> [Texto apresentado]
☆ ☆ ☆ ☆ ☆

Cultura de experimentação

Na mesma linha de pensamento, encontram-se os executivos entrevistados na pesquisa, que concordam sobre a exploração da Inteligência Artificial para revolucionar suas empresas e o capital humano. No entanto, o líder de tecnologia da Accenture afirma que é preciso questionar o uso da tecnologia para um melhor aproveitamento. “Ajudamos executivos a pensar primeiro na temática de negócio, ou seja, quais temas estão limitando o crescimento, segurando o custo ou tornando a empresa um pouco competitiva, para que então seja possível entender que existe uma ferramenta que vai ajudar nesses problemas de negócio, e não ao contrário”, contextualiza. “Avalio que há uma cultura de experimentação. Todo mundo está passando por ela e muitos estão estudando onde isso pode ou não atendê-los. A criação dessa cultura de experimentação vai gerar um ambiente saudável para quando as iniciativas não derem tão certo. Esse é um aprendizado corporativo”.

☆ ☆ ☆ ☆ ☆

> [Dados fornecidos]
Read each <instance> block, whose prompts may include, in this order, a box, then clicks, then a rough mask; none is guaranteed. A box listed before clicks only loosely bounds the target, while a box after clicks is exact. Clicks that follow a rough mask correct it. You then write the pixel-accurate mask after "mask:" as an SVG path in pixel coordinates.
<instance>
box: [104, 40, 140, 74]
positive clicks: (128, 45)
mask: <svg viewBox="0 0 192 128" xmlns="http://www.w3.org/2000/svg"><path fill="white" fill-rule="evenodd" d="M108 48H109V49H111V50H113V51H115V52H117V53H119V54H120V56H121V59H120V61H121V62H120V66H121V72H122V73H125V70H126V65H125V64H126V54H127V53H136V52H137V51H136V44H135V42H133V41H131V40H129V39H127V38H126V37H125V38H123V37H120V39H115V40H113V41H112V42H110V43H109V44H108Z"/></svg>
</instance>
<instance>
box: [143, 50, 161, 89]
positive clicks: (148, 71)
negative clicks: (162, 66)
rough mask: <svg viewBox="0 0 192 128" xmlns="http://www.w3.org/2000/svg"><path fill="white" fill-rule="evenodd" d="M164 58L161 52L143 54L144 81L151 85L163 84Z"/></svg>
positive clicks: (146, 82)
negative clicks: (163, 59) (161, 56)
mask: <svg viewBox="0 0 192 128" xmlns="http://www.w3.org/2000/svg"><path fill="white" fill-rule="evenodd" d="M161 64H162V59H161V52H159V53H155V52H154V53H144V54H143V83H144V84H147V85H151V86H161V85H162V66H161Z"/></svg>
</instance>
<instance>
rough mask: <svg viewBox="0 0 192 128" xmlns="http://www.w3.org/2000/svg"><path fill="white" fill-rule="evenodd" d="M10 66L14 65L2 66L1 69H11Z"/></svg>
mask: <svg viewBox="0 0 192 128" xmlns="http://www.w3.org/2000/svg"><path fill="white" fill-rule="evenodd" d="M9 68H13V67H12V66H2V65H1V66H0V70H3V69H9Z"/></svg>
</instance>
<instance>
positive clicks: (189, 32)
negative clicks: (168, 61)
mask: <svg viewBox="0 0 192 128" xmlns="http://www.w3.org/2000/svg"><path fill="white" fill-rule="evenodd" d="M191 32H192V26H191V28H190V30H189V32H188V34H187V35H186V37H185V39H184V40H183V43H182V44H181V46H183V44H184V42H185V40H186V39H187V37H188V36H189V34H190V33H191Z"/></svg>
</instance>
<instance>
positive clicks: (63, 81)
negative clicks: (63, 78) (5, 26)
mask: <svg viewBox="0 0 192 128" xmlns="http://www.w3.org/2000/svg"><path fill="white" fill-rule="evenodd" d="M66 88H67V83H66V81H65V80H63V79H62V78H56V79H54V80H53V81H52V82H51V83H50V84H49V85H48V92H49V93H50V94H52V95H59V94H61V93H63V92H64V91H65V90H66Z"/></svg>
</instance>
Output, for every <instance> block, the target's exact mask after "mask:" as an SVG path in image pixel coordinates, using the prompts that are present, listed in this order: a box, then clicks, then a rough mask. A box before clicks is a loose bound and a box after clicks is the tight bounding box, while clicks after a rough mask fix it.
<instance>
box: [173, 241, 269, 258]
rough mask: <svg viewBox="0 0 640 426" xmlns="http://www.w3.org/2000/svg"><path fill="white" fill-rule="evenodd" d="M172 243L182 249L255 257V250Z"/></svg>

☆ ☆ ☆ ☆ ☆

> [Lista de tarefas]
a. Segundo o texto sobre a cultura de experimentação, de qual empresa é o líder de tecnologia citado?
b. Transcreva, uma por linha, as frases que compõem a última citação do líder de tecnologia no texto sobre a cultura de experimentação.
Não é preciso consultar os dados.

> [Tarefas resolvidas]
a. Accenture.

b.
Avalio que há uma cultura de experimentação.
Todo mundo está passando por ela e muitos estão estudando onde isso pode ou não atendê-los.
A criação dessa cultura de experimentação vai gerar um ambiente saudável para quando as iniciativas não derem tão certo.
Esse é um aprendizado corporativo.